For each record below, set it down exactly but leave out any picture.

+--

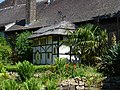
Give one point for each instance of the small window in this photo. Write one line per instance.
(61, 37)
(43, 41)
(35, 42)
(40, 56)
(55, 50)
(48, 55)
(55, 38)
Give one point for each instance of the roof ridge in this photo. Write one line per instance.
(12, 7)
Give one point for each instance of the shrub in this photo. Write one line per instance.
(24, 46)
(33, 84)
(41, 68)
(111, 61)
(60, 65)
(25, 70)
(10, 85)
(88, 42)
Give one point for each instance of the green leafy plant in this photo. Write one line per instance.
(111, 61)
(33, 84)
(24, 46)
(60, 65)
(25, 70)
(10, 85)
(88, 42)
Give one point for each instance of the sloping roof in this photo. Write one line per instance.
(9, 3)
(58, 29)
(68, 10)
(12, 14)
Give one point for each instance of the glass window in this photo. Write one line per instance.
(43, 41)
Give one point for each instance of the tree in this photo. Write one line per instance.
(24, 46)
(89, 43)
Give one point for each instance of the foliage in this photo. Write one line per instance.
(111, 60)
(1, 66)
(25, 70)
(5, 50)
(38, 68)
(60, 65)
(33, 84)
(88, 42)
(24, 46)
(10, 85)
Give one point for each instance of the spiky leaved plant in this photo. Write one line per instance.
(25, 70)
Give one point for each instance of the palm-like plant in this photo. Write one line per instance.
(90, 40)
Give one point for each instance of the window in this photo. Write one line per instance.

+--

__RESULT OF THIS EXERCISE__
Give one point for each instance of the small window in this photo. Write one line per instance.
(61, 37)
(43, 41)
(35, 42)
(40, 56)
(55, 50)
(48, 55)
(55, 38)
Give one point for each instance of the roof ridge in this photo. Write one line per instance.
(12, 7)
Give one point for each instance of the shrub in this photo. Write one line per instance.
(24, 46)
(33, 84)
(41, 68)
(111, 61)
(60, 65)
(25, 70)
(10, 85)
(88, 42)
Give one point for each instance of the green leafy plant in this photo. Write one line per instance.
(111, 61)
(33, 84)
(24, 46)
(60, 65)
(25, 70)
(10, 85)
(88, 42)
Give one point for each instance of the sloping roof in this photo. Write one line per instance.
(9, 3)
(58, 29)
(68, 10)
(12, 14)
Give one point for each instance of the glass window in this photo. Write one line per instance.
(43, 41)
Give one point for each instance of the tree in this photo. Write one line per instance.
(24, 46)
(89, 43)
Give one point for each instance of the foliage in this photo. Write one line per instance.
(111, 60)
(1, 66)
(25, 70)
(5, 50)
(38, 68)
(60, 65)
(33, 84)
(88, 42)
(24, 46)
(10, 85)
Give one point for each instance of the spiky leaved plant in this photo. Write one line per instance.
(25, 70)
Give one point for each instance of the palm-like plant in this photo. Write one line per instance.
(90, 40)
Give one point for each instance of the window in this photo. Write one line per instance.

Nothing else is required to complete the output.